- **Challenge**:
Each entry must appear again exactly as it does in the source.

- **Supplied data**:

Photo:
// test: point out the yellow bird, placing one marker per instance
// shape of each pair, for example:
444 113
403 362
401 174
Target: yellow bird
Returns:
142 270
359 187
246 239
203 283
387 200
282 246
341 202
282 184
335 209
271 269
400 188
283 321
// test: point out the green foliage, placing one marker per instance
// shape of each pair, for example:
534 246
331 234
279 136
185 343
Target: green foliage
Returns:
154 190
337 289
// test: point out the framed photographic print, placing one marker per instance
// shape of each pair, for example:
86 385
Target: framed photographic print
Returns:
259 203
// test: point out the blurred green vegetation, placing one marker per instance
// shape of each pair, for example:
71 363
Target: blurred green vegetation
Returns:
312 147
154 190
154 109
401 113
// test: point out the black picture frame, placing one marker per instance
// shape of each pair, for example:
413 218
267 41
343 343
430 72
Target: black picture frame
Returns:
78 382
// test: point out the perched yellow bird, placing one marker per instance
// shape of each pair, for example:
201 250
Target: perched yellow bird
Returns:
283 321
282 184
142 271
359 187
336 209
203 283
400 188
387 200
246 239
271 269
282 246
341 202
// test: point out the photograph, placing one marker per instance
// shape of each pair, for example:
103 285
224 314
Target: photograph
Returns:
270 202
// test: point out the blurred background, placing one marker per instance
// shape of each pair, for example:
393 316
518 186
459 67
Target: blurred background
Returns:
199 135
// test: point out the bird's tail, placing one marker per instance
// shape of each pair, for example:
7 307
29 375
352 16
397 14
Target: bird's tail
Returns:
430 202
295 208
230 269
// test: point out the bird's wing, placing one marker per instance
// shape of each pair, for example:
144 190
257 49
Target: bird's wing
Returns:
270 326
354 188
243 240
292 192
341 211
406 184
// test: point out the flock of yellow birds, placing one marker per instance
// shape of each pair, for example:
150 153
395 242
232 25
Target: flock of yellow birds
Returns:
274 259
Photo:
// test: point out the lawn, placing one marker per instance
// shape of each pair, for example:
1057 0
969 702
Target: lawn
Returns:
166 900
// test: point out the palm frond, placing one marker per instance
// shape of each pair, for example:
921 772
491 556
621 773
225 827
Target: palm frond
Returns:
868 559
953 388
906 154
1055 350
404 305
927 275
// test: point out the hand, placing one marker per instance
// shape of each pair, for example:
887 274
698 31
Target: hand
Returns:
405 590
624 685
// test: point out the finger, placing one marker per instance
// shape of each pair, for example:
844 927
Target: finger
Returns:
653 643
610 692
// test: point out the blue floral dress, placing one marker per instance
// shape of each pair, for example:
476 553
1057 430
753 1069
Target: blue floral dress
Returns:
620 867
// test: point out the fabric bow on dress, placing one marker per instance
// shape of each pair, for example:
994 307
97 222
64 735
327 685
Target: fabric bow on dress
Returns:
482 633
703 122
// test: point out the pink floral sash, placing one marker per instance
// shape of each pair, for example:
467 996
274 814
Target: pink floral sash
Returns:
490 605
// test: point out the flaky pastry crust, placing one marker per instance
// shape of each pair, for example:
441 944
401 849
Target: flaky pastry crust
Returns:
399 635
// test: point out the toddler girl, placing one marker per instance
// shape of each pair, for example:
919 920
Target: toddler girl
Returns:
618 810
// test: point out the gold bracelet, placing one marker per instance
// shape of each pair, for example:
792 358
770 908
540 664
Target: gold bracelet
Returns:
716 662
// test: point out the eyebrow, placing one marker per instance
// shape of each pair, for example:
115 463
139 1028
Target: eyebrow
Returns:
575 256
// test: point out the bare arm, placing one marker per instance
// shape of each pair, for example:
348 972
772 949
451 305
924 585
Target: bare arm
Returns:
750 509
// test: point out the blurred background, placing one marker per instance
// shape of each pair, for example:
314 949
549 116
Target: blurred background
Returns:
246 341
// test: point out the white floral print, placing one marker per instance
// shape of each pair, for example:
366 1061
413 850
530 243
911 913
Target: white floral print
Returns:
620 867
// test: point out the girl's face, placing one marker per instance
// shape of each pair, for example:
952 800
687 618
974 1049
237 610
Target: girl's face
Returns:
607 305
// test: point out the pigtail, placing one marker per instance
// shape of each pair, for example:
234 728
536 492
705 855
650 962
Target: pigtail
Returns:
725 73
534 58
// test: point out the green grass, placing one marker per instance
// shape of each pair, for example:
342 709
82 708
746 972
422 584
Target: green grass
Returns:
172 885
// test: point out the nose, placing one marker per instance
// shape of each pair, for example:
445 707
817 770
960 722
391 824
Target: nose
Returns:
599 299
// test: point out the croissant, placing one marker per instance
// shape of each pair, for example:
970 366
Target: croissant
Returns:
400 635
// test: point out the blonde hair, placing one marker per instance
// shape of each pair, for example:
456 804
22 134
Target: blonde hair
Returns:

- **The output**:
Photo:
// test: point out the yellow bird, placing one marker per instance
// shape of each pair, for example:
444 113
403 362
401 174
Target: yellow bird
Returns:
142 270
359 187
246 239
203 283
387 200
282 246
341 202
282 184
335 209
271 269
400 188
283 321
// test: point out the green foliage, placing one marker per instance
// shape of each pair, for example:
534 246
331 234
279 136
185 343
Target: green foliage
Returns:
154 190
337 289
// test: point out the framed photographic print, placing one marker per instance
// shape of each pair, for example:
86 385
Target: framed photographic print
Returns:
259 203
// test: point out the blurred green vegetation, placing one marker per instance
// shape of each pair, for example:
71 363
Target: blurred green vegetation
Returns:
312 147
154 190
154 109
401 113
// test: point out the black picture frame, placing one marker per instance
// shape of each pair, for example:
413 218
267 41
343 343
430 72
Target: black picture frame
Returns:
78 382
// test: point out the perched yellow bird, placing one marker per instance
// shape of each pair, for example:
201 250
Target: perched yellow bird
Returns:
283 321
282 184
142 271
359 187
336 209
203 283
400 188
387 200
246 239
271 269
282 246
341 202
// test: point out the photograph, placing one marker per instance
// shape of each pair, for example:
103 285
224 314
Target: photograph
Returns:
270 202
// test: point out the blurred background, placing one marker per instance
// shape of each pair, for example:
393 316
518 186
459 67
Target: blurred background
Returns:
199 135
// test: point out the bird's tail, placing one marker per instance
// shape of each pair, for example:
7 307
29 375
352 16
397 14
Target: bird's tail
Returns:
430 202
295 208
230 269
// test: point out the bird's wing, placing one marker per instance
// shape of each pair, for example:
144 190
257 49
Target: bird's wing
Returns:
270 326
354 188
243 240
292 192
341 211
406 184
// test: point out the flock of yellow birds, placing one marker per instance
// shape of each pair, for example:
150 153
395 242
232 25
Target: flock of yellow birds
Returns:
274 259
Photo:
// test: point out the lawn, placing one marker per instance
// shape of each pair, for example:
1057 0
969 702
Target: lawn
Returns:
166 900
// test: point out the palm frond, placing one marker per instance
// shape of each pair, for example:
921 772
491 556
621 773
225 827
Target: palm frond
Returns:
868 559
953 388
906 154
1055 350
404 305
927 275
// test: point out the hand, placing one marker per instance
// shape of each pair, for example:
887 274
698 31
Target: hand
Returns:
405 590
624 685
// test: point out the finger, placing one marker per instance
// shape of each pair, for example:
844 927
Target: finger
Returns:
653 643
610 692
// test: point out the blue floral dress, placing one marker per instance
// shape of each pair, for example:
476 553
1057 430
753 1069
Target: blue floral dress
Returns:
620 867
// test: point out the fabric bow on dress, placing one marker per instance
// shape of each pair, for example:
994 307
97 222
64 735
327 685
Target: fabric bow on dress
Returns:
482 633
703 122
// test: point out the pink floral sash, placing one marker per instance
// shape of each pair, for example:
467 996
274 814
Target: pink floral sash
Returns:
490 605
// test: point out the flaky pastry crust, placing one marker per instance
// shape of each pair, for example:
441 944
401 849
Target: flaky pastry crust
Returns:
399 635
// test: point out the toddler girl, placing one marker per instance
// shape of each pair, for example:
919 920
Target: toddler girl
Returns:
618 810
// test: point out the gold bracelet, placing one marker per instance
// shape of each pair, for example:
792 358
770 908
540 664
Target: gold bracelet
Returns:
716 662
// test: point out the eyebrow, placing one marker per instance
// shape of each pair, for example:
115 463
139 1028
Target: eyebrow
Returns:
575 256
// test: point out the bare arm, placing one marker per instance
// shape of each pair, for example:
348 972
772 949
451 305
924 585
Target: bare arm
Returns:
750 509
// test: point out the blurred background, placing one marker per instance
// shape of each pair, for example:
314 949
549 116
Target: blurred background
Returns:
246 341
// test: point out the white floral print, placing one marker per instance
// shape of each pair, for example:
366 1061
413 850
530 243
911 913
Target: white floral print
Returns:
620 867
// test: point out the girl's face, placing one marker per instance
// shape of each pair, for example:
952 800
687 618
974 1049
237 610
Target: girl's face
Returns:
607 305
// test: point out the pigtail, placing one marker per instance
// shape of each pair, for example:
234 728
536 492
705 855
650 962
Target: pigtail
Returns:
725 73
534 58
// test: point out the green grass, placing one marker per instance
// shape of each pair, for example:
342 709
82 708
746 972
422 584
Target: green grass
Returns:
172 885
// test: point out the nose, placing one marker per instance
// shape of each pair, for example:
445 707
817 770
960 722
391 824
Target: nose
Returns:
599 299
// test: point out the croissant, placing one marker per instance
// shape of each pair, for example:
970 366
Target: croissant
Returns:
400 635
// test: point out the blonde hair, placing one marker per instance
// shape of each pair, for example:
456 804
22 134
Target: blonde hair
Returns:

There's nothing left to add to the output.